ABOUT THIS EXERCISE
Copy the records below exactly.

(EXCERPTED RECORDS Opens)

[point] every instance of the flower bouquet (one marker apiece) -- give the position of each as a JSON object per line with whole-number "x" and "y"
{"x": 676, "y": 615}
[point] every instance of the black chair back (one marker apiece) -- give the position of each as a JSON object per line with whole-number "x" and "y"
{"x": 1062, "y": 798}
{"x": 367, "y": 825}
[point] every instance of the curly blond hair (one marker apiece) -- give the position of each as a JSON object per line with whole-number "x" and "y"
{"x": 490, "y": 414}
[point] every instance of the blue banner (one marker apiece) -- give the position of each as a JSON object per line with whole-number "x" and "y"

(EXCERPTED RECORDS Closes)

SOLUTION
[point] every instance of the flower bouquet (one marker apiece) -- give the position of each as a JSON object per line with whole-number "x" and "y"
{"x": 676, "y": 615}
[point] every instance of the black chair back (one marker apiece) -- give the position of each as a JSON object per line with whole-number "x" and "y"
{"x": 1062, "y": 798}
{"x": 367, "y": 825}
[point] every instance of the curly blond hair (one marker apiece) -- give the position of each as a JSON object per line with whole-number "x" and "y"
{"x": 490, "y": 414}
[point] every instance of the blue banner (one marker apiece) -- give the position of each as a JSON object per line with whole-number "x" and "y"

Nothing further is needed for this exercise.